§ **Task goal**
Copy out the material below word for word, with every line kept in its original order.

--- start ---

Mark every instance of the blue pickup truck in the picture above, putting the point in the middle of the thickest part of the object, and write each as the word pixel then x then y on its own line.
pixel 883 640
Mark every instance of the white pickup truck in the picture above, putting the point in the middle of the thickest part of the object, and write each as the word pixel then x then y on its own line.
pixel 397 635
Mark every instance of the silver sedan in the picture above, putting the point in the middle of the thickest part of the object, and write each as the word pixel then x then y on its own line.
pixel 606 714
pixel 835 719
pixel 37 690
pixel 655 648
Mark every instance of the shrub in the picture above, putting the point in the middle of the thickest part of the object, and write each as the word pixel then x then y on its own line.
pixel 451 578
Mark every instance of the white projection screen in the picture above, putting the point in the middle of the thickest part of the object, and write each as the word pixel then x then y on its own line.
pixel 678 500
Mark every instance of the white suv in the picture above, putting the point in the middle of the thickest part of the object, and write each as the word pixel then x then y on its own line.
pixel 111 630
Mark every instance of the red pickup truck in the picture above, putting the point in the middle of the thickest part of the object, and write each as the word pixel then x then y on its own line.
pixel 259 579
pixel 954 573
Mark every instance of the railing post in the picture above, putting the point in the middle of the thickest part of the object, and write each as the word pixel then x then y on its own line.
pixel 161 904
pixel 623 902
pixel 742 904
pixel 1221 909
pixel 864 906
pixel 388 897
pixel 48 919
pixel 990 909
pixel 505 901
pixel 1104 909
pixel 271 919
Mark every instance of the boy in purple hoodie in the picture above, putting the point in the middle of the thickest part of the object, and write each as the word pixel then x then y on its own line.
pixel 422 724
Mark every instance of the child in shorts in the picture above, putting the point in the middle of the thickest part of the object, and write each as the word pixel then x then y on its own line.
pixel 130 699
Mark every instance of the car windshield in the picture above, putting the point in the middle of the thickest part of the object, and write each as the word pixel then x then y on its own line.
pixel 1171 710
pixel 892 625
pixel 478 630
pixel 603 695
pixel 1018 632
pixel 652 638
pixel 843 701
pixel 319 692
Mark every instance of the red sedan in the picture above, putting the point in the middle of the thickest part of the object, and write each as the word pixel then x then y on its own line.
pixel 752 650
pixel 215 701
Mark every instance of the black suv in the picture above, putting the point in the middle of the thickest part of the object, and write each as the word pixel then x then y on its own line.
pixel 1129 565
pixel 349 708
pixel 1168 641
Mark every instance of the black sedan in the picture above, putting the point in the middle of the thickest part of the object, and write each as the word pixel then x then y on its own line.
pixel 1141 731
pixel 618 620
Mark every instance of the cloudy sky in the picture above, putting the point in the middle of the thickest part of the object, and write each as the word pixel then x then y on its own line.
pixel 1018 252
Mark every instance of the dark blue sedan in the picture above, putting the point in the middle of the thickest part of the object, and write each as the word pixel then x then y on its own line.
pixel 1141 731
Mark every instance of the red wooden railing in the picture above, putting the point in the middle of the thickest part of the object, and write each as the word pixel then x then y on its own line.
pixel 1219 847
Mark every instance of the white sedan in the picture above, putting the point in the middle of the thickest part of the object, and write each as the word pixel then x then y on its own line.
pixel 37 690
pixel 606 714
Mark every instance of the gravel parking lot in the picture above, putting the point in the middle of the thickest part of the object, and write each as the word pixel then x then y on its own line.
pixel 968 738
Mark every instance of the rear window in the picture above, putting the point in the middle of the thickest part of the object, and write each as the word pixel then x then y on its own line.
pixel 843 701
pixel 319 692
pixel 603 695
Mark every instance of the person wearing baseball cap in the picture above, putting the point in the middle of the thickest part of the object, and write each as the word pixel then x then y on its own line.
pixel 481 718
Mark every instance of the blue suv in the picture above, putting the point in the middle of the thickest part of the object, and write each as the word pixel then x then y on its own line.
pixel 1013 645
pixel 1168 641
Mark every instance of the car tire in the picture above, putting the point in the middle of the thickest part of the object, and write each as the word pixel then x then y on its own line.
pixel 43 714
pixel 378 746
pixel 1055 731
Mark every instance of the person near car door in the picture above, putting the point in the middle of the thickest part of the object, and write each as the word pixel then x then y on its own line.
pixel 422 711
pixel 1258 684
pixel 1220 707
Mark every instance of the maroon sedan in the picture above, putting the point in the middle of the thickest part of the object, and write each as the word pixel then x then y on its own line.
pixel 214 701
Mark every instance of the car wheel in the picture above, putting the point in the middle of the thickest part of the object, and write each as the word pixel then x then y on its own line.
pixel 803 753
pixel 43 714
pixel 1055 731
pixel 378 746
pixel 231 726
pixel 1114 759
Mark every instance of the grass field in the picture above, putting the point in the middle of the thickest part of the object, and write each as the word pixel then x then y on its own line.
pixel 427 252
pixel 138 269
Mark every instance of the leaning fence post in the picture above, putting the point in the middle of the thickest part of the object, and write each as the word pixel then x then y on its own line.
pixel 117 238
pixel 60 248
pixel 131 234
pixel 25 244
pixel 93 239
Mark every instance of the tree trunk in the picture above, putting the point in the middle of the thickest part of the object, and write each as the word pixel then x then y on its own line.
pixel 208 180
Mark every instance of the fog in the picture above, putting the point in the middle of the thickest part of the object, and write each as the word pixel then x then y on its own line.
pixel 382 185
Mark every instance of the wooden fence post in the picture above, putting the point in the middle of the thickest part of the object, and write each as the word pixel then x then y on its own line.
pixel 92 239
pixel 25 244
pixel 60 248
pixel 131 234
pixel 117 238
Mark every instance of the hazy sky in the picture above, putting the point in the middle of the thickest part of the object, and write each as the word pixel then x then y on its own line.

--- end ---

§ **Expected output**
Mark every instance of the blue pickup truck in the picture above, putting the point in the middle of the thickest part of the object, and write each as the word pixel then x then y on its own line.
pixel 883 640
Mark every instance of the white pickup truck in the picture above, putting the point in the middle of the thickest part of the object, and write each as the word pixel then x then y on its own line.
pixel 397 635
Mark every instance of the silver sedan in the picture above, putting the point in the middle of the thickest part of the object, and write each as the word pixel then x then y on its own line.
pixel 606 714
pixel 835 719
pixel 37 690
pixel 655 648
Mark every instance of the shrub in the picture above, putting the point in the middle of the thickest part of the object, and write each as the word pixel then x then y on its own line.
pixel 451 578
Mark every instance of the white projection screen in the picture above, putting the point in the middle of the thickest part of the object, and write each as the word pixel then x then y on its own line.
pixel 678 500
Mark every instance of the white suv in the picture above, putting the point in the middle of the thickest part of the object, and write each as the word pixel then x then y on its own line.
pixel 111 630
Mark every instance of the red pickup truck in the picture above, putting the point in the middle of the thickest part of the object, and write each as the word pixel then x then y on its own line.
pixel 259 579
pixel 954 573
Mark every instance of the railing post in the picture above, putting the point in the middle of the thickest part of the object, and write each as the word pixel then x then y on its own line.
pixel 161 904
pixel 623 902
pixel 742 904
pixel 1221 909
pixel 864 906
pixel 388 897
pixel 48 919
pixel 990 909
pixel 505 901
pixel 1104 909
pixel 271 919
Mark every instance of the boy in purple hoodie in the picture above, putting the point in the middle of the thickest part of the object, and write each as the word pixel then x then y on its own line.
pixel 422 724
Mark every instance of the child in shorts in the picture above, putting the point in the middle of the thickest part of the object, and write each as the word pixel then x then y on its own line.
pixel 130 699
Mark every instance of the car windshield in the picture above, putting the point in the middle of the thickest part of the object, and write each as the word pixel then x then y on its own line.
pixel 1171 710
pixel 892 625
pixel 478 630
pixel 603 695
pixel 1018 632
pixel 652 638
pixel 843 701
pixel 319 692
Mark every instance of the red sedan in the picture above, putting the point in the middle of the thickest part of the object, and write each as the word pixel then x then y on its own line.
pixel 752 650
pixel 215 701
Mark every instance of the black suv in the picture above, putting the point in the middle of the thickest part of the object, and write each as the word pixel then x then y on its own line.
pixel 1129 565
pixel 349 708
pixel 1168 641
Mark every instance of the black sedan in the picture above, putting the point in the middle of the thickest part of the object, and write each as the word pixel then x then y on its own line.
pixel 1141 731
pixel 618 620
Mark every instance of the cloudy sky in the picture above, putting the point in the middle of the thickest part of the object, and write each as the word pixel then x then y on its own line.
pixel 1018 252
Mark every instance of the dark blue sedan in the picture above, putting the point in the middle of the thickest part of the object, and write each as the word pixel then x then y on its own line.
pixel 1141 731
Mark every instance of the red wooden railing in the picture above, putting the point in the middle of the thickest part of the object, and write each as the word pixel then x then y on its own line.
pixel 1219 847
Mark every instance of the white sedan in the picture above, putting the point in the middle of the thickest part of the object, and write each as the word pixel then x then y on its own line.
pixel 37 690
pixel 606 714
Mark every instance of the gravel parking lot in the picture above, putting the point in the middle of the thickest part of the object, and write each as the word pixel then x then y on its own line.
pixel 968 738
Mark every instance of the rear window in the picture above, putting the point in the middle of the thickest part of the object, and write each as the word pixel then x then y on its own line.
pixel 843 701
pixel 319 692
pixel 603 695
Mark every instance of the person wearing baseball cap in the picture above, putting the point in the middle of the thickest part of the object, and write each as the word pixel then x then y on its own line.
pixel 481 718
Mark every instance of the blue suv in the picture above, putting the point in the middle of the thickest part of the object, and write each as the word pixel then x then y on its own line.
pixel 1013 645
pixel 1168 641
Mark every instance of the car tire in the picture above, putting the point in the middle of the thickest part of the object, and write each as the word pixel then x then y on its own line.
pixel 43 714
pixel 378 746
pixel 1055 731
Mark every instance of the person near car door in the picture above, putting the point in the middle of the thickest part of the object, and write each as the word pixel then x then y on its own line.
pixel 422 711
pixel 1258 684
pixel 1220 707
Mark every instance of the maroon sedan in the picture above, putting the point in the middle of the thickest part of the object, and write each as the word pixel then x then y on its own line.
pixel 214 701
Mark every instance of the car wheel in the picture above, putting the point in the middle of the thickest part of the object, and write each as the word pixel then x then y on its own line.
pixel 803 753
pixel 43 714
pixel 1055 731
pixel 378 746
pixel 231 726
pixel 1114 759
Mark every instance of the grass field in the picture above, putting the point in the middle of the thickest part of the object, and write each as the word pixel then x then y on its own line.
pixel 427 252
pixel 138 269
Mark every instance of the leaning fence post in the picture above, putting the point in the middle of the thickest part of the object, and write each as the word pixel then x then y on its own line.
pixel 117 238
pixel 60 248
pixel 131 234
pixel 25 244
pixel 93 239
Mark every instance of the tree trunk in the picture above, putting the point in the middle of the thickest part of the object, and write each as the word pixel then x then y on its own line.
pixel 208 180
Mark every instance of the fog in the picture above, putting the point in the middle of the thickest part of the object, and write each as the word pixel then x then y on its own line.
pixel 382 185
Mark every instance of the wooden fence post in the picture above, putting the point in the middle of the thickest part of the object, and write each as the word pixel then x then y on its own line.
pixel 92 239
pixel 25 244
pixel 60 248
pixel 131 234
pixel 117 238
Mark every instance of the hazy sky in the picture above, putting the point in the middle of the thickest part of the object, and write each as the word pixel then x then y on its own line.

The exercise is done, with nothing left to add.